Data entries
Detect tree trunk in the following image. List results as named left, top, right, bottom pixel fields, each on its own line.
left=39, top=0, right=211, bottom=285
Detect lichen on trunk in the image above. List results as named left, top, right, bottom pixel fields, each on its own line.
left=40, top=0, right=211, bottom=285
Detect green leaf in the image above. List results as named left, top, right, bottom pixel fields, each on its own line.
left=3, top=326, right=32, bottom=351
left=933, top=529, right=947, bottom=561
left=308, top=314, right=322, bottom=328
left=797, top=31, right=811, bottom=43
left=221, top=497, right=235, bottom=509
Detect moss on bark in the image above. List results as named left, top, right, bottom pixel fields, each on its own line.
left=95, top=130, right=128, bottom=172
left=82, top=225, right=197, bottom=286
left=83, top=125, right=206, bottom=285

WHAT THE TASK REQUIRES -> Every record above should be output exactly.

EXERCISE RESPONSE ->
Detect tree trunk in the following image. List results as named left, top, right, bottom pixel fields, each on its own line.
left=39, top=0, right=211, bottom=285
Detect lichen on trunk in the image above. List results as named left, top, right, bottom pixel fields, each on its own line.
left=40, top=0, right=211, bottom=285
Detect green leaf in the image above. List results as named left, top, right, bottom pixel fields, each on its own line.
left=3, top=326, right=32, bottom=351
left=933, top=529, right=947, bottom=561
left=308, top=314, right=322, bottom=328
left=797, top=31, right=811, bottom=43
left=221, top=497, right=235, bottom=509
Detect moss on bark in the image above. List results as named left, top, right, bottom pixel fields, each on its own line.
left=95, top=130, right=128, bottom=172
left=82, top=225, right=197, bottom=286
left=83, top=125, right=206, bottom=285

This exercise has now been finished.